» **What is asked**:
In the passage on peer and expert evaluations below, how many project booths were included in the booth-by-booth comparison?

-- Begin Provided passage --

Aggregate categories can sometimes hide significant but offsetting differences. As the research was conducted to determine if there were consistent differences in peer evaluations, there needed to be a further analysis of the data by assessor group including a splitting out of the expert evaluators into faculty and administrator groups. Finally a third level of analysis was conducted, moving from the aggregate to the individual assessed project booth for each of the assessor categories. 

 

 Table 3: Detailed Assessment Results by Assessor Group
120029-tab-3
When the data is split out by assessor group there is some consistency in evaluation, though there are additional findings to note on a percentage and letter grade basis. Administrators evaluated the work with the lowest assessed values of any group. Novice evaluations were the next lowest. In terms of DWC letter grade, faculty assessor groups evaluated the work as ‘A-’ grade. Administrator’s and Novice evaluator’s mean grade was ‘B+ ‘. 

Finding #1: In aggregate, novice or peer evaluations in this sample fell within the same range as the expert evaluators (faculty and administrators). This would mean there is little variation in potential impact on student grades if using this peer evaluation strategy. 

The first sets of data were aggregate data using the results for all evaluations across the CIF assessments. But students were assessed based on the work of each group’s project booth. The research needed to compare the results at this level. 

In this next section the data is compared with the different evaluations on the same booths. This level of analysis was conducted on a booth by booth basis comparing the assessment scores assigned by experts (faculty/administrators) and those assigned by peers. In these comparisons, only those booths that were completely and fully assessed (having other than null or zero responses in all categories on the response sheet) with at least one expert and one novice response sheet were included. This comparison involved the assessment of 13 project booths from the original population of 44.

-- End Provided passage --
-- Begin Stored data --

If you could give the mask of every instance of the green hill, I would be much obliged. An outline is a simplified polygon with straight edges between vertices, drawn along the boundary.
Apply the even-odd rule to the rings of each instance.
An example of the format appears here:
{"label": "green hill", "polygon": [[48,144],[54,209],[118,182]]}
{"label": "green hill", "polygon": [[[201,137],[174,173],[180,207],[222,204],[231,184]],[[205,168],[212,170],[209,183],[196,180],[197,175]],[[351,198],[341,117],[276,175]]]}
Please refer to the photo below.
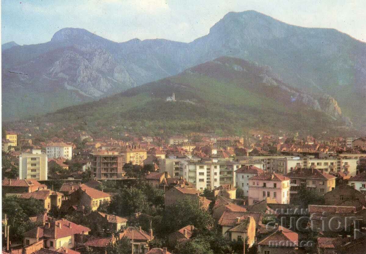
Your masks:
{"label": "green hill", "polygon": [[[167,101],[173,93],[176,101]],[[268,67],[221,57],[97,101],[30,118],[31,123],[20,122],[40,126],[40,132],[45,123],[52,124],[47,132],[59,136],[78,130],[98,136],[125,131],[242,135],[250,130],[319,133],[345,124],[331,110],[338,109],[336,104],[324,102],[329,97],[284,84]]]}

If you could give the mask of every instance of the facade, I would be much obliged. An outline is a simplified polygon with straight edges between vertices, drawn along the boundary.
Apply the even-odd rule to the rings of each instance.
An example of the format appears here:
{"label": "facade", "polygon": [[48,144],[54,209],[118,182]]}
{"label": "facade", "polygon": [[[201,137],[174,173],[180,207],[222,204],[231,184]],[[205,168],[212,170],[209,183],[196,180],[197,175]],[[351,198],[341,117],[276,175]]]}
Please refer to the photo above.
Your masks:
{"label": "facade", "polygon": [[290,179],[276,173],[265,172],[249,178],[249,205],[266,199],[267,202],[290,203]]}
{"label": "facade", "polygon": [[124,148],[122,149],[122,154],[124,158],[124,162],[131,162],[133,165],[143,166],[143,161],[147,158],[147,152],[141,148]]}
{"label": "facade", "polygon": [[92,171],[97,179],[122,178],[123,163],[118,152],[105,151],[90,153]]}
{"label": "facade", "polygon": [[169,145],[178,145],[188,142],[188,139],[184,137],[172,137],[169,138]]}
{"label": "facade", "polygon": [[24,244],[29,245],[43,239],[44,247],[55,250],[61,247],[71,249],[82,243],[83,235],[87,235],[90,229],[62,219],[46,223],[24,234]]}
{"label": "facade", "polygon": [[247,196],[249,178],[264,172],[261,168],[254,166],[245,166],[238,168],[235,171],[236,187],[242,189],[244,195]]}
{"label": "facade", "polygon": [[46,147],[49,158],[64,157],[71,160],[72,157],[72,147],[64,143],[53,143]]}
{"label": "facade", "polygon": [[25,192],[46,190],[47,186],[41,184],[34,179],[8,179],[3,180],[3,195],[20,195]]}
{"label": "facade", "polygon": [[12,132],[6,132],[5,139],[10,140],[14,144],[14,146],[18,145],[18,134]]}
{"label": "facade", "polygon": [[70,194],[70,200],[73,204],[89,206],[95,211],[104,202],[111,202],[111,196],[105,192],[82,184],[77,190]]}
{"label": "facade", "polygon": [[348,180],[348,184],[366,194],[366,172],[351,177]]}
{"label": "facade", "polygon": [[40,150],[31,153],[22,153],[19,156],[19,178],[46,181],[48,178],[48,160],[47,155]]}
{"label": "facade", "polygon": [[290,197],[294,197],[301,188],[317,192],[321,195],[334,189],[337,177],[322,173],[313,168],[297,168],[285,176],[290,178]]}

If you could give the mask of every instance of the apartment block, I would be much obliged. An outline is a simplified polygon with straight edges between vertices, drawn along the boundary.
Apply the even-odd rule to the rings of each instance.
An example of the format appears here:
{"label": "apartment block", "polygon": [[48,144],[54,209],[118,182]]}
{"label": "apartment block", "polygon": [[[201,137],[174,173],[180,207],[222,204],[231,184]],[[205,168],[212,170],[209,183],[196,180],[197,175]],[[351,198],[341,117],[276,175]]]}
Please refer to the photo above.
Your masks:
{"label": "apartment block", "polygon": [[46,152],[49,158],[64,157],[68,160],[72,158],[72,147],[64,143],[53,143],[46,147]]}
{"label": "apartment block", "polygon": [[121,178],[123,156],[117,152],[104,151],[90,153],[91,168],[97,179]]}
{"label": "apartment block", "polygon": [[48,162],[47,155],[40,150],[22,153],[19,156],[19,179],[47,180]]}

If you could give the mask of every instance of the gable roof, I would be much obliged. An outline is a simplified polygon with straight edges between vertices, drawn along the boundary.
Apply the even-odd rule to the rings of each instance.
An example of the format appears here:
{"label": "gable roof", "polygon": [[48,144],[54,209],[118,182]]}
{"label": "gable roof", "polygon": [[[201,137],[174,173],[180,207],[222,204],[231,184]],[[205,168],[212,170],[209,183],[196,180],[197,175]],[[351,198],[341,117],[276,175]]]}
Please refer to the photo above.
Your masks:
{"label": "gable roof", "polygon": [[298,168],[288,172],[285,176],[290,178],[305,178],[327,180],[335,179],[337,177],[326,173],[322,173],[320,170],[313,168]]}
{"label": "gable roof", "polygon": [[[272,176],[273,175],[273,179]],[[270,173],[264,172],[258,175],[255,175],[249,178],[250,180],[261,180],[266,181],[275,181],[276,182],[282,182],[289,180],[290,178],[282,175],[277,173]]]}
{"label": "gable roof", "polygon": [[348,179],[349,181],[366,181],[366,172],[352,177]]}
{"label": "gable roof", "polygon": [[267,237],[258,243],[258,245],[270,246],[272,243],[285,242],[287,244],[281,246],[281,248],[294,248],[298,246],[299,237],[297,233],[286,229],[285,230],[277,230]]}
{"label": "gable roof", "polygon": [[309,205],[309,214],[321,213],[323,212],[332,213],[354,213],[356,212],[356,208],[354,206]]}
{"label": "gable roof", "polygon": [[91,198],[93,199],[101,198],[111,197],[111,194],[105,192],[103,192],[96,189],[89,187],[85,184],[80,185],[80,189]]}
{"label": "gable roof", "polygon": [[262,170],[255,166],[244,166],[235,171],[236,173],[246,173],[258,174],[264,173]]}
{"label": "gable roof", "polygon": [[[61,225],[61,228],[60,225]],[[81,234],[90,231],[90,229],[81,225],[78,225],[63,219],[52,222],[48,228],[47,224],[42,227],[37,227],[24,234],[25,236],[33,238],[39,238],[45,236],[49,238],[60,238]]]}

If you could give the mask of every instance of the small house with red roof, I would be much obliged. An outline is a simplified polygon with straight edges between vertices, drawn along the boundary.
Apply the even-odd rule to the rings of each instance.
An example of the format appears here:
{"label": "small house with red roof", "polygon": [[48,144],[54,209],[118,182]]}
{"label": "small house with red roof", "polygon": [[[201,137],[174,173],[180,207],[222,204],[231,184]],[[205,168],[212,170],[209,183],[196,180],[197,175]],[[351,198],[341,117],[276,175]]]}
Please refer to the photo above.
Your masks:
{"label": "small house with red roof", "polygon": [[264,172],[249,179],[248,202],[267,200],[267,202],[289,204],[290,178],[277,173]]}
{"label": "small house with red roof", "polygon": [[44,247],[52,250],[63,247],[71,249],[82,244],[84,235],[90,229],[62,219],[46,223],[24,234],[24,245],[43,239]]}

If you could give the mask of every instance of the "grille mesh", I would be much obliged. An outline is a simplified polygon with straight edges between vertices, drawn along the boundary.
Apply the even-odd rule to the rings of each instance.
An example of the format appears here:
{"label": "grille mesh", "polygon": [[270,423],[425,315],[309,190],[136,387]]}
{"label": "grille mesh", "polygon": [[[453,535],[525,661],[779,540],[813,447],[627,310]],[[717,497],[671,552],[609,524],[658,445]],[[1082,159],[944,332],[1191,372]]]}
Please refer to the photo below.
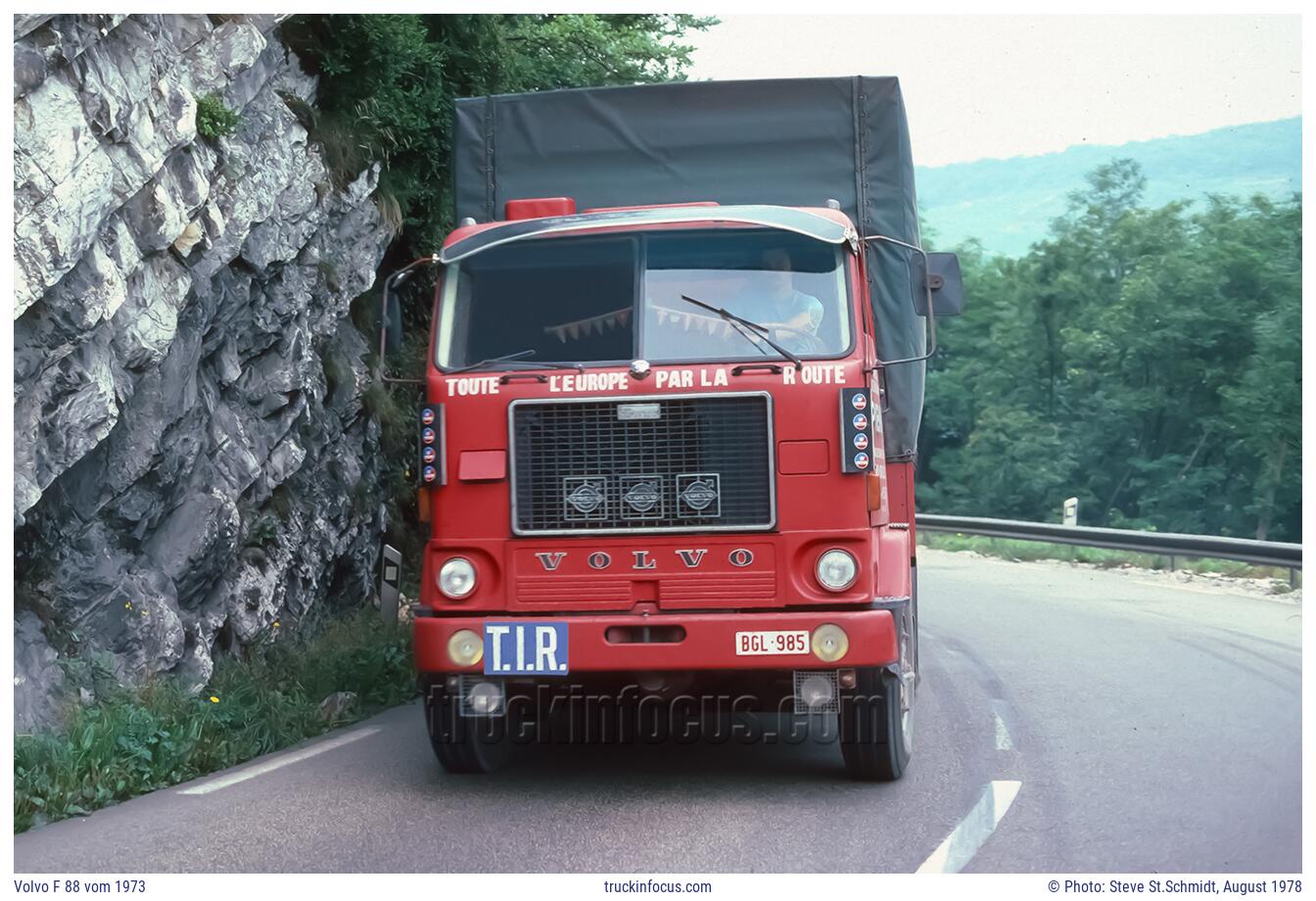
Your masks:
{"label": "grille mesh", "polygon": [[[619,406],[657,406],[620,420]],[[720,395],[512,408],[519,533],[766,529],[769,400]]]}

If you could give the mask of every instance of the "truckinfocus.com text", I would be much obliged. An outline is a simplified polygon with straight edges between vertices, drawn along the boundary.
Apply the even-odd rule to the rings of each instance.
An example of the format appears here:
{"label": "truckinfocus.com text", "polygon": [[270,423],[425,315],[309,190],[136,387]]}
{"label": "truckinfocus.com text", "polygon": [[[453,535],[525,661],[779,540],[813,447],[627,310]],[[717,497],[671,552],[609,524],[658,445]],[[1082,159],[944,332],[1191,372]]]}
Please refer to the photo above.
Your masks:
{"label": "truckinfocus.com text", "polygon": [[624,883],[603,880],[604,892],[621,892],[640,894],[645,892],[669,894],[709,894],[713,890],[712,883],[659,883],[653,879],[628,879]]}

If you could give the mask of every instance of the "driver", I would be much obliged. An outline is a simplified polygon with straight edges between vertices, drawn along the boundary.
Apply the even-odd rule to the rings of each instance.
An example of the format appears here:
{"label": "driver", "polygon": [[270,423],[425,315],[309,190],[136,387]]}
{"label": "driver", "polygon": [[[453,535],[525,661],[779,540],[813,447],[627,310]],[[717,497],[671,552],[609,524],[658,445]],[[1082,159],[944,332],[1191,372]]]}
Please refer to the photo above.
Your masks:
{"label": "driver", "polygon": [[791,255],[780,247],[763,253],[762,272],[754,272],[747,288],[732,299],[730,312],[772,329],[816,335],[822,324],[822,303],[795,289]]}

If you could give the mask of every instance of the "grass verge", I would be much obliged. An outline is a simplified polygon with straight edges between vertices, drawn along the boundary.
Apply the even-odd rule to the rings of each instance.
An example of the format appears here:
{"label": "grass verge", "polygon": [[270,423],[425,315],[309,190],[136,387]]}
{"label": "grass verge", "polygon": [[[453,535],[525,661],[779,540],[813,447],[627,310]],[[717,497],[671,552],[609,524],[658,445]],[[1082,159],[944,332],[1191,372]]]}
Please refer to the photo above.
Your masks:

-- End Stored data --

» **In response**:
Thirteen project booths, out of the original population of 44.